EXCERPT
____
Cost Reduction Strategies
Given device costs next to treatment complexity and success rates is the likely tallest barrier to further penetration of AF ablation and a thorough technology victory for the big four, the absence of solutions to reduce procedure costs was surprising. An exception to this was single-use device reprocessing, where recent wins in FDA clearances (including the widely used, fairly complex ViewFlex catheter) show potential for significantly reducing the cost of AF ablation and other cardiac arrhythmia procedures. The reprocessing industry has taken a turn into more complex device technologies with lumens and valves.
In the past, it was common for us to see groups of nurses from the same lab learning more about their lab practices as it relates to new devices. This year, there were fewer nurses, techs, and “hands on” folks in attendance compared to previous events. Also, there were fewer supply chain professionals in attendance. Instead, it appears the show is becoming more and more dominated by clinicians.
While financial considerations may be the simple reason hospitals don’t send their nursing and purchasing staff to Heart Rhythm Society, a shift in the discussion we had at our expo space may add a different dimension. Electrophysiologists are highly trained clinicians, but while their focus is on the clinical aspects of the cardiac arrhythmia procedures, many of them are leading the discussion regarding economic aspects as well. This is due to the fact that, in electrophysiology today, healthcare economics and clinical issues are intertwined:
Electrophysiologists are passionate about the promises of AF ablation as a curative alternative to pharmaceutical treatment. As technologies become more sophisticated, AF ablation could become a means to provide advanced heart disease solutions to millions of Americans. Since AF ablation is also one of the fastest growing areas of healthcare today, the progress of AF ablation is closely monitored, from both clinical and economic perspectives.
____
DATASET RECORDS
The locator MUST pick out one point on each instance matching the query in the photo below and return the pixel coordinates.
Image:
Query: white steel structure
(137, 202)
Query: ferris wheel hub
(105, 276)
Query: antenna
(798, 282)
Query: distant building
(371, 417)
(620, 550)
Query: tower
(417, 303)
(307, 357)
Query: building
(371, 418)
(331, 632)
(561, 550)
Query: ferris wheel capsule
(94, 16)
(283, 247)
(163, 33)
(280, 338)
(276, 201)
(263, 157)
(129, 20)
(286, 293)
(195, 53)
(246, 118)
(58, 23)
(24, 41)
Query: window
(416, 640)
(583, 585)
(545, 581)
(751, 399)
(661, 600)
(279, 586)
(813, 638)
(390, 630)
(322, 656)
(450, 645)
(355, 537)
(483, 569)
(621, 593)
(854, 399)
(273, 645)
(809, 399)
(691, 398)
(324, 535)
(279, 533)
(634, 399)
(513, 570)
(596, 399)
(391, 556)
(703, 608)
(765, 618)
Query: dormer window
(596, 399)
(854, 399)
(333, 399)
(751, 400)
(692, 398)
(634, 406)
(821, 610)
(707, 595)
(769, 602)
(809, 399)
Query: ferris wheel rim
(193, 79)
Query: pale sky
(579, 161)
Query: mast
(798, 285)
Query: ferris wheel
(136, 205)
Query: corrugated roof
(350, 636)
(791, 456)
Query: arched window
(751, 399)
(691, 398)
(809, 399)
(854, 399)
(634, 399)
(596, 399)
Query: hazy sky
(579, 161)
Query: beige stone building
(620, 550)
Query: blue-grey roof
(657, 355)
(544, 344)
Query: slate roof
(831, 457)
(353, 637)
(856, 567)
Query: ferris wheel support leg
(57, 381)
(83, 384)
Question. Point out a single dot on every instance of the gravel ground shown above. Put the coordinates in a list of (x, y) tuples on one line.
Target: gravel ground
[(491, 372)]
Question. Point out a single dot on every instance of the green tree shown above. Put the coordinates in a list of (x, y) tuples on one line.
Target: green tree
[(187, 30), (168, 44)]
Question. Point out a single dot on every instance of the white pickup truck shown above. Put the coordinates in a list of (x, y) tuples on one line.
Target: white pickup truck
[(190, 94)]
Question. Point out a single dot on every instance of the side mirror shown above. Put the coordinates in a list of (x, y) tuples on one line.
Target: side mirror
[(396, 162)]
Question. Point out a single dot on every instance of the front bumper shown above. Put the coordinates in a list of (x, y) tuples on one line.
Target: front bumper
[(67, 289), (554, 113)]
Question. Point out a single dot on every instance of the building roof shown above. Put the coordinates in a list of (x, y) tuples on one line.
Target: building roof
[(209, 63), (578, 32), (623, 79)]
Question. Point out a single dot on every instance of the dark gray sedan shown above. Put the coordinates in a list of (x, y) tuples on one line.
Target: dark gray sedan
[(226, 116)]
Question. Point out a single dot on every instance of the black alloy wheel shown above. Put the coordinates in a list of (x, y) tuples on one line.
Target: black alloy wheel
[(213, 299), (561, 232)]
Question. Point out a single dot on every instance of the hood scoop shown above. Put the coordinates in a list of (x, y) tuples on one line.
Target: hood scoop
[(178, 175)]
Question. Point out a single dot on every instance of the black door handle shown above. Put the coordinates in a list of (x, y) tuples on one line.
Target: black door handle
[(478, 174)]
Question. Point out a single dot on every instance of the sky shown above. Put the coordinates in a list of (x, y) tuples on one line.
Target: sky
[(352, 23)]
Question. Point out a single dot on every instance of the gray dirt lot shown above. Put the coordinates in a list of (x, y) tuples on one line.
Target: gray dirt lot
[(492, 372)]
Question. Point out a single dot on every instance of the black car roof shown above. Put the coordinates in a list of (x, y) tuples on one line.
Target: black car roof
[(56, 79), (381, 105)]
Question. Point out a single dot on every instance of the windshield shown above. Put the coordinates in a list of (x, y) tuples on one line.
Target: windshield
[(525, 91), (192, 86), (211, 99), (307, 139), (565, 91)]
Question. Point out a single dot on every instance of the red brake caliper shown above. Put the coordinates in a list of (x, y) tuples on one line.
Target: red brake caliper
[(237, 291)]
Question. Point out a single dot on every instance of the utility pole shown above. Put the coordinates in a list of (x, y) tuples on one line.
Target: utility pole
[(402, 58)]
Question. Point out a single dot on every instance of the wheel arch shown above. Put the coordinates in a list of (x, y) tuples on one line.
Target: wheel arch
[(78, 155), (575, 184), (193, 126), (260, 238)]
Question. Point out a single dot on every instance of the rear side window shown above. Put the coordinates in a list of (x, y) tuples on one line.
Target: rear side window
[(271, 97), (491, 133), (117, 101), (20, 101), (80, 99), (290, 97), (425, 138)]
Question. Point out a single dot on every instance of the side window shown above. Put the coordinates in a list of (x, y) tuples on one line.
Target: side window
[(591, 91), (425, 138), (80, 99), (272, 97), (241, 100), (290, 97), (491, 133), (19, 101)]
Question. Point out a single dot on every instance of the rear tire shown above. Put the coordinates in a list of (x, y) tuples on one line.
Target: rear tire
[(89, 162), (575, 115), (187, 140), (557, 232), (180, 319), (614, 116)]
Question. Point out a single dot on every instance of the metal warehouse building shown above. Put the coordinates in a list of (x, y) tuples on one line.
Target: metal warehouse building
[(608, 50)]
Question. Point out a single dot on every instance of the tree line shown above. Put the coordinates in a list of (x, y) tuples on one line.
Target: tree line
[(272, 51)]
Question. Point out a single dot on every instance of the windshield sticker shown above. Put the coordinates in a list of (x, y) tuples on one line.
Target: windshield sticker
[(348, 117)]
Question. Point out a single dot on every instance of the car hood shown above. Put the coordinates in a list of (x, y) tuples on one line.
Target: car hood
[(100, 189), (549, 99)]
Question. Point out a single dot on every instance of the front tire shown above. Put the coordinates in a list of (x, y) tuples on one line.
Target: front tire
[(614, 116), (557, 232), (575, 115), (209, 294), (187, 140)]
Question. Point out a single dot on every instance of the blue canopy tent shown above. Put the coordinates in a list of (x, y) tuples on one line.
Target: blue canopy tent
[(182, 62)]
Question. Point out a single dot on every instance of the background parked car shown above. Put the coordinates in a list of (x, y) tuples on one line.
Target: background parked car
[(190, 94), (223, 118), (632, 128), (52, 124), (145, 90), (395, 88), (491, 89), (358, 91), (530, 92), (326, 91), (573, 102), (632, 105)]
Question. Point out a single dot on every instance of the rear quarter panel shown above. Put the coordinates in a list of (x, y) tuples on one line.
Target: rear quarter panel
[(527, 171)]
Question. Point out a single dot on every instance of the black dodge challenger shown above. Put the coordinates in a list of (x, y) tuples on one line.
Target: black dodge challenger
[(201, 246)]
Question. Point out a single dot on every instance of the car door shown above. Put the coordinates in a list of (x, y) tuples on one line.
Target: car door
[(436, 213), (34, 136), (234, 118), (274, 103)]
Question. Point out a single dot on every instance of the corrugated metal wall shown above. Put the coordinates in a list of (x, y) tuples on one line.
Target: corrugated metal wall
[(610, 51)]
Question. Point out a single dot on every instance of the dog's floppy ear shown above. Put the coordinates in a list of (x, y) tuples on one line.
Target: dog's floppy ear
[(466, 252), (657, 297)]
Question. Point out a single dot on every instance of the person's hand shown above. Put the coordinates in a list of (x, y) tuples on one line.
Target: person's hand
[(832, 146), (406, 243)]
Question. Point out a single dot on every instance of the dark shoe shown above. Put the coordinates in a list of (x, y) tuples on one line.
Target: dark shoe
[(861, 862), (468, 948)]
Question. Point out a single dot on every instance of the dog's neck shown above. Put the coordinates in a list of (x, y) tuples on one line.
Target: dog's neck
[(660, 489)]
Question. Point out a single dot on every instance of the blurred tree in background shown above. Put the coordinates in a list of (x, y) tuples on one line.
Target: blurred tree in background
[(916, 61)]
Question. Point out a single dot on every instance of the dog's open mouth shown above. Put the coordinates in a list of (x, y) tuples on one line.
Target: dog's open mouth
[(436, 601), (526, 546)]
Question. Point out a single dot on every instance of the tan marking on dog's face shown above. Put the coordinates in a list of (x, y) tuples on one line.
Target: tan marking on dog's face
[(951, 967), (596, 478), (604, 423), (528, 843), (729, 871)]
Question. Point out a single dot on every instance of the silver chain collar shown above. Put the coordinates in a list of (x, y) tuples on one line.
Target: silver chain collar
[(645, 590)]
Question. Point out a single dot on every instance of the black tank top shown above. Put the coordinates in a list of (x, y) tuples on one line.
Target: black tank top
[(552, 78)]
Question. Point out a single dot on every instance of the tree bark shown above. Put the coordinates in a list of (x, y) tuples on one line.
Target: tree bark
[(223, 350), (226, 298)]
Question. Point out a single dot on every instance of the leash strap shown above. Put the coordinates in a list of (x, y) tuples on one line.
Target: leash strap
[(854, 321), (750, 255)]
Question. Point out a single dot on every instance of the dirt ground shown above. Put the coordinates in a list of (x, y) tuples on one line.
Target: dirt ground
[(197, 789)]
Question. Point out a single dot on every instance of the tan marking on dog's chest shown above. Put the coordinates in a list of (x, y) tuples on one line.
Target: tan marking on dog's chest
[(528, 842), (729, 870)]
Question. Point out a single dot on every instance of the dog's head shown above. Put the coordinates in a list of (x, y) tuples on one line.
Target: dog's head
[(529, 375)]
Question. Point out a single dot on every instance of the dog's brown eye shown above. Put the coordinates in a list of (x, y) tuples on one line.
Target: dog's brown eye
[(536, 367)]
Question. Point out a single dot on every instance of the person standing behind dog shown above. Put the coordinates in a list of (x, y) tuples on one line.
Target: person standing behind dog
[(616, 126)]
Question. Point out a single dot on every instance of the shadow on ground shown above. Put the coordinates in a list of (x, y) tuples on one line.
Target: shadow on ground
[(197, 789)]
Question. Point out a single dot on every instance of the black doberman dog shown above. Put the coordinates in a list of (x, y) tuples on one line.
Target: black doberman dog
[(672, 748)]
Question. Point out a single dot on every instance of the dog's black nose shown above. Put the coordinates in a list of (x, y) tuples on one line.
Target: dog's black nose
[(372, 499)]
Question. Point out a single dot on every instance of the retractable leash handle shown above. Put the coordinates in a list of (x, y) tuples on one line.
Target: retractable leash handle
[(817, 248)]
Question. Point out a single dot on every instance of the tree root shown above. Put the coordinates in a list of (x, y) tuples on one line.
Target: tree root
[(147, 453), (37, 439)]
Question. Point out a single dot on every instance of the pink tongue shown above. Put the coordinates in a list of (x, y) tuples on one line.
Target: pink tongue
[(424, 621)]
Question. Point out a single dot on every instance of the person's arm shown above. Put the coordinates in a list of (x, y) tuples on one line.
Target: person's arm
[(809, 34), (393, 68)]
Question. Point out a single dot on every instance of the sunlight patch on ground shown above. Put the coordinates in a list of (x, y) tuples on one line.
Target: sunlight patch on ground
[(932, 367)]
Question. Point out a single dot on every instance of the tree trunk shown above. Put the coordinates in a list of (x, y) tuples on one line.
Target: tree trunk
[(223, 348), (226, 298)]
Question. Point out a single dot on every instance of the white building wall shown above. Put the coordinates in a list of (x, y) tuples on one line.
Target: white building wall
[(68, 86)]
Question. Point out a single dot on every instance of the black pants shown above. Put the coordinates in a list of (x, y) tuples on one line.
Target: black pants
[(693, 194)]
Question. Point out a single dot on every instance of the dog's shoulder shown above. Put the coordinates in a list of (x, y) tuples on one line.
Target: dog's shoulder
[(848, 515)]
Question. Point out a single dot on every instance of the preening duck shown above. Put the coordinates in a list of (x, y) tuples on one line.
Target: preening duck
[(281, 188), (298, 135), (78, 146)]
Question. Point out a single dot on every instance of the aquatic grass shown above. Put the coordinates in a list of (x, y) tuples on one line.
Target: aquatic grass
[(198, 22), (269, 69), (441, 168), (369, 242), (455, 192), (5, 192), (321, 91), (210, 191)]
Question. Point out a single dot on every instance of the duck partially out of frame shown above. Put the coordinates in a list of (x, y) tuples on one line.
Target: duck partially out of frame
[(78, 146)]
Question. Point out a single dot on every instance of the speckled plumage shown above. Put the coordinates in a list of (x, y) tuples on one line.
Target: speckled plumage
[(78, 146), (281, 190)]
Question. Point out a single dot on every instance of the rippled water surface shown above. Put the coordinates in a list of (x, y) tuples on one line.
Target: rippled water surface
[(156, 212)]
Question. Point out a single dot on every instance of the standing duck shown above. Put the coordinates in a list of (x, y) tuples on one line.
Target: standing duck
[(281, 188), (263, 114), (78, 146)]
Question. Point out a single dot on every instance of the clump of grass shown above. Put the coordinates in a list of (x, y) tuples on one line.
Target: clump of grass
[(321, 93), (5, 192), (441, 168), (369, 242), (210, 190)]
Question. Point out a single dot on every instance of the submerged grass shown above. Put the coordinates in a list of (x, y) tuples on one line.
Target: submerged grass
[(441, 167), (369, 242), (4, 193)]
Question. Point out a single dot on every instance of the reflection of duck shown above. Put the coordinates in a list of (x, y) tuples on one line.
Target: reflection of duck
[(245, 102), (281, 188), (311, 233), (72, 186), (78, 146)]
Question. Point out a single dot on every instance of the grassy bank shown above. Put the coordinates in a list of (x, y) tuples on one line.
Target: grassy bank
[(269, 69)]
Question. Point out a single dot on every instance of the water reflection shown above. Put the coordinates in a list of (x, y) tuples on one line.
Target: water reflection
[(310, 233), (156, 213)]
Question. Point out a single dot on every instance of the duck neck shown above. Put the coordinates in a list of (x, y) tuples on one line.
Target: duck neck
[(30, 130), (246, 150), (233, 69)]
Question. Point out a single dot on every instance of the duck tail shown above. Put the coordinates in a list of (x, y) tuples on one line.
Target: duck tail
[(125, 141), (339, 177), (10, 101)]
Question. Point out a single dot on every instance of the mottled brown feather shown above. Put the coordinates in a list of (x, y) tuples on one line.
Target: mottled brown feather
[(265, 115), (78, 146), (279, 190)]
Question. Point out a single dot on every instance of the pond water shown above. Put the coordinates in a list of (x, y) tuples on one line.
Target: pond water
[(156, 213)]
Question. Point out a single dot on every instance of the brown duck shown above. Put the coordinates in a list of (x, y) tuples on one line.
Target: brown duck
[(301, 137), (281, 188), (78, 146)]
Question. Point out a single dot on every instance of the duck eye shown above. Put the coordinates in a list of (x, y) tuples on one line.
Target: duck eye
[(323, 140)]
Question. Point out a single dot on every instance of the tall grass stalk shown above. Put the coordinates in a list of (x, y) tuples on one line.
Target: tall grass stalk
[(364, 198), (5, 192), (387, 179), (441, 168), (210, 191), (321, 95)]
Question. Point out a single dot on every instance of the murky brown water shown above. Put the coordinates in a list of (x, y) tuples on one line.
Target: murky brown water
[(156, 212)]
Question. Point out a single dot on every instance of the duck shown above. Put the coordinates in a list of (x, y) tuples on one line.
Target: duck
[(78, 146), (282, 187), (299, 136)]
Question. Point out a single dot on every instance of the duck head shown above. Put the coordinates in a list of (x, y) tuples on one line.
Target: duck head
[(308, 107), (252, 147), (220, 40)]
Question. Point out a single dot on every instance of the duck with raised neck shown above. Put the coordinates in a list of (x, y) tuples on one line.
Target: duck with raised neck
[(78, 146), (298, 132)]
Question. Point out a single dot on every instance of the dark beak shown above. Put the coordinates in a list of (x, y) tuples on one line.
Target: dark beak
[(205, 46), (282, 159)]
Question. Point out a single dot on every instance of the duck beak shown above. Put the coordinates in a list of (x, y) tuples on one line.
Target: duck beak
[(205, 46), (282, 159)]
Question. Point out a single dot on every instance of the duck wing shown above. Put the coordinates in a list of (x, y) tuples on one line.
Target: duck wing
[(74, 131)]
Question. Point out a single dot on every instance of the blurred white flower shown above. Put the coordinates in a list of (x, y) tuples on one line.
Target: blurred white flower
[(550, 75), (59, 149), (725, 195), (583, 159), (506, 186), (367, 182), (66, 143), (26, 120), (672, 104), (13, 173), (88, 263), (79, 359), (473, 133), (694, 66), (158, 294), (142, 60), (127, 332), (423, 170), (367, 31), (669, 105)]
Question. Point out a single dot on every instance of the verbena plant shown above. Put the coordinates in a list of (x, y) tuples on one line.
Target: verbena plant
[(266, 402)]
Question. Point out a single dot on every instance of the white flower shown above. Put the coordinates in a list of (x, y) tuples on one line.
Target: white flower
____
WHAT TO DO
List every group of people that the excerpt on cost reduction strategies says attended in smaller numbers this year. The entries aren't needed for this work.

EXERCISE OUTPUT
- Nurses
- Techs
- "Hands on" folks
- Supply chain professionals